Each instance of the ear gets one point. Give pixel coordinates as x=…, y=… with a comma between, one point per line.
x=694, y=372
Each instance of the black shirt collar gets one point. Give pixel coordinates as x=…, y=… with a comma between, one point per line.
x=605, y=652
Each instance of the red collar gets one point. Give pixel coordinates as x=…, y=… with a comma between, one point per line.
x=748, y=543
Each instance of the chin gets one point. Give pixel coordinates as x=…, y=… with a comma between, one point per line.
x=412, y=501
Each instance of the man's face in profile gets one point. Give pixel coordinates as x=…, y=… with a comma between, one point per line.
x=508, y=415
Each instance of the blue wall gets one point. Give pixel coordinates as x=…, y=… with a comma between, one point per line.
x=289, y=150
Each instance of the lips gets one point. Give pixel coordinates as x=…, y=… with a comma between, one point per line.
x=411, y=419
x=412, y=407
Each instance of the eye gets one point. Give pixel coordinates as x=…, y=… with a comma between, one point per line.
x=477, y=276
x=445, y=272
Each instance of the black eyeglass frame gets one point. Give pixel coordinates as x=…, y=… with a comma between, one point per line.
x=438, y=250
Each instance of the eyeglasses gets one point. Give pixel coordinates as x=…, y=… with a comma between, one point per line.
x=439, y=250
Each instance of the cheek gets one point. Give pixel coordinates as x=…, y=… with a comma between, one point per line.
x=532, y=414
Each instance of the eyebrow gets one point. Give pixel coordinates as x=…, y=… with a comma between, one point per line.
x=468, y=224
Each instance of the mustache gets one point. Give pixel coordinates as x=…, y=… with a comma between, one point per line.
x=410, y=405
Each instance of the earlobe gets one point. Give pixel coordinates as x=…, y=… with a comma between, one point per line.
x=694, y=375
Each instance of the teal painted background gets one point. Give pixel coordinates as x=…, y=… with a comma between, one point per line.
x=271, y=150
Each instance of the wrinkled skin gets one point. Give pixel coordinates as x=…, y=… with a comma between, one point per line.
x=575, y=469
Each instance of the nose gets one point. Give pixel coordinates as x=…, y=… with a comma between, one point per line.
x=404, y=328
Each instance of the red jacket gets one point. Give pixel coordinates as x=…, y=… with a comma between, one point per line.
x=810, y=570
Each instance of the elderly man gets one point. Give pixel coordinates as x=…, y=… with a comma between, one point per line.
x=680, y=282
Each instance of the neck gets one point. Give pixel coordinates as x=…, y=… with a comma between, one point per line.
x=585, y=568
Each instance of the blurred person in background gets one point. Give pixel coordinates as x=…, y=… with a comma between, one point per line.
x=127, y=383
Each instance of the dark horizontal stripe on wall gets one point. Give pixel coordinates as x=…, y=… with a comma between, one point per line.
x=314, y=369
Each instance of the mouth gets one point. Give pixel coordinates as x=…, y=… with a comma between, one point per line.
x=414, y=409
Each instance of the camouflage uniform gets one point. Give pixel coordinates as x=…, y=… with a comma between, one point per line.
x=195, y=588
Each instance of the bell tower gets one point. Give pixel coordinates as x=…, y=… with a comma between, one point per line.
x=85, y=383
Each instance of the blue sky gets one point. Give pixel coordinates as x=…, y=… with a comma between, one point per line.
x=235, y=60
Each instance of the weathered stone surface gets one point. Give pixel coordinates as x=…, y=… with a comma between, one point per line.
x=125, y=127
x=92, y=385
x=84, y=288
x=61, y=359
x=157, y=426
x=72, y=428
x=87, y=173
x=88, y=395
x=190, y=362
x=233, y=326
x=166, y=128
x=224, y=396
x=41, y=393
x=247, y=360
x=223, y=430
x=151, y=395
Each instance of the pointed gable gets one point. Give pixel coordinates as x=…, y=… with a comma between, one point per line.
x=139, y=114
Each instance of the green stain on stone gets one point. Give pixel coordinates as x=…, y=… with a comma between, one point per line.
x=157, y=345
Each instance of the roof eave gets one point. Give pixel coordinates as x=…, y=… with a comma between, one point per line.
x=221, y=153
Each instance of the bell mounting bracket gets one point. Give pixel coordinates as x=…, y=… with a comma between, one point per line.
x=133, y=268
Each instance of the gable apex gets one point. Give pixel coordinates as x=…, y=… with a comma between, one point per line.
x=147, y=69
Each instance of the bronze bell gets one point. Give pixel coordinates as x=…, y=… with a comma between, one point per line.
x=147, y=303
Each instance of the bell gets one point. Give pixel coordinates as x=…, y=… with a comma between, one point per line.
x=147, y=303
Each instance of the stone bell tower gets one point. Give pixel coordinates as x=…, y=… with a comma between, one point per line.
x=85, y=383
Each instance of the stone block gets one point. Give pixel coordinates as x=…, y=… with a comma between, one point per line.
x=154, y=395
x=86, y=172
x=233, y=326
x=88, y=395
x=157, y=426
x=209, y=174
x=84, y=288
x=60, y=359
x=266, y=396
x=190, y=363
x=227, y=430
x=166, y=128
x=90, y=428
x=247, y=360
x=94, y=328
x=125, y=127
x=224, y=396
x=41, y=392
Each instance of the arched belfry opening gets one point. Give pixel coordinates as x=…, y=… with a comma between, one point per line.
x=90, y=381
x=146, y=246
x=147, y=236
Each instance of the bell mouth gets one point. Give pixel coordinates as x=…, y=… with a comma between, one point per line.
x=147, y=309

+===+

## What you have to do
Set down every line of the listing above again, exactly as given.

## Task output
Each instance of the ear gets one point. Give pixel coordinates as x=…, y=… with a comma between, one point per line.
x=694, y=372
Each instance of the black shirt collar gets one point. Give pixel coordinates as x=…, y=… with a comma between, one point per line.
x=605, y=652
Each instance of the red collar gets one point. Give pixel coordinates as x=…, y=… with a comma between, one point per line.
x=748, y=543
Each instance of the chin gets one point. Give pixel coordinates as x=…, y=… with a comma between, one point per line.
x=412, y=501
Each instance of the man's face in profile gets one point. Give pixel coordinates as x=…, y=… with a comma between, one point per line.
x=508, y=415
Each instance of the blue wall gets one point. Give pixel coordinates as x=…, y=… with a comma between, one point per line.
x=289, y=150
Each instance of the lips gets one point. Give pixel coordinates as x=…, y=… with a comma between, one point per line.
x=411, y=419
x=412, y=407
Each instance of the eye gets one point. Give pixel coordinates as x=…, y=… with a comma between, one point per line.
x=477, y=276
x=445, y=272
Each instance of the black eyeglass frame gets one point. Give pixel coordinates as x=…, y=… with a comma between, one point per line.
x=438, y=250
Each instance of the eyeglasses gets one point. Give pixel coordinates as x=…, y=… with a comma between, one point per line.
x=439, y=250
Each instance of the cheek gets one point. Give pixel coordinates as x=…, y=… with a comma between, one point per line.
x=532, y=414
Each instance of the eyebrow gets one point. Give pixel coordinates as x=…, y=… with a comma between, one point per line.
x=468, y=224
Each instance of the mustache gets one point. Give pixel coordinates as x=…, y=… with a comma between, one point per line.
x=410, y=405
Each instance of the earlobe gets one point. Give pixel coordinates as x=…, y=… with a comma between, one point per line.
x=694, y=375
Each instance of the teal painted background gets one point. Give pixel coordinates as x=…, y=… with a comma between, one point per line.
x=271, y=150
Each instance of the wrinkled skin gets one point. Give pixel coordinates as x=…, y=… with a comma between, one point per line.
x=575, y=469
Each instance of the nose gets one point. Give pixel coordinates as x=…, y=… with a comma between, one point per line.
x=404, y=328
Each instance of the red jacket gets one point. Give pixel coordinates as x=…, y=… with a comma between, one point per line.
x=810, y=570
Each instance of the elderly man gets one point. Give pixel coordinates as x=…, y=… with a comma between, one point per line.
x=680, y=282
Each instance of the neck gets one point. Give pixel coordinates as x=…, y=… with a comma between, one point per line.
x=585, y=568
Each instance of the blurred person in background gets one point. Give pixel coordinates as x=…, y=… with a comma between, one point per line.
x=127, y=383
Each instance of the dark horizontal stripe on wall gets one point. Give pixel coordinates as x=…, y=… with a comma between, one point per line.
x=314, y=369
Each instance of the mouth gets one point. Give pixel coordinates as x=…, y=… with a comma between, one point per line.
x=414, y=409
Each instance of the camouflage uniform gets one point. Give pixel coordinates as x=…, y=… with a comma between, one point per line.
x=195, y=588
Each instance of the bell tower gets one point. Give pixel coordinates as x=…, y=… with a comma between, one point per line.
x=85, y=383
Each instance of the blue sky gets one point. Give pixel coordinates as x=…, y=… with a comma between, one point per line.
x=235, y=60
Each instance of the weathered stone surface gets one point. Give pixel coordinates as x=…, y=… with a comma between, one point per line.
x=125, y=127
x=92, y=385
x=84, y=288
x=61, y=359
x=157, y=426
x=72, y=428
x=87, y=173
x=88, y=395
x=190, y=362
x=233, y=326
x=166, y=128
x=224, y=396
x=41, y=393
x=247, y=360
x=223, y=430
x=151, y=395
Each instance of the pointed gable gets one point. Give pixel coordinates as x=…, y=… with a comma between, one point per line.
x=139, y=114
Each instance of the green stain on stone gets one point. Give pixel coordinates as x=…, y=… with a comma between, one point per line.
x=157, y=345
Each instance of the roof eave gets one point. Give pixel coordinates as x=…, y=… with a comma between, one point per line.
x=221, y=153
Each instance of the bell mounting bracket gets one point. Give pixel coordinates as x=…, y=… with a comma between, one point per line.
x=133, y=268
Each instance of the gable apex gets one point. Give pixel coordinates as x=…, y=… with a comma between, one point per line.
x=147, y=69
Each instance of the bronze bell gets one point. Give pixel coordinates as x=…, y=… with a comma between, one point per line.
x=147, y=303
Each instance of the bell gets one point. Give pixel coordinates as x=…, y=… with a comma between, one point per line.
x=147, y=303
Each instance of the stone bell tower gets one point. Give pixel coordinates as x=…, y=… with a comma between, one point per line.
x=85, y=383
Each instance of the stone block gets one point. Give pixel coordinates as x=…, y=… with a comma between, one point per line.
x=154, y=395
x=86, y=172
x=233, y=326
x=88, y=395
x=157, y=426
x=209, y=174
x=84, y=288
x=60, y=359
x=266, y=396
x=190, y=363
x=227, y=430
x=166, y=128
x=90, y=428
x=247, y=360
x=94, y=328
x=125, y=127
x=224, y=396
x=41, y=392
Each instance of the arched belfry opening gets one point. Give pixel coordinates as x=…, y=… with a comma between, one point per line.
x=90, y=381
x=146, y=246
x=147, y=236
Each instance of the bell mouth gets one point. Give pixel coordinates as x=…, y=… with a comma between, one point per line.
x=147, y=309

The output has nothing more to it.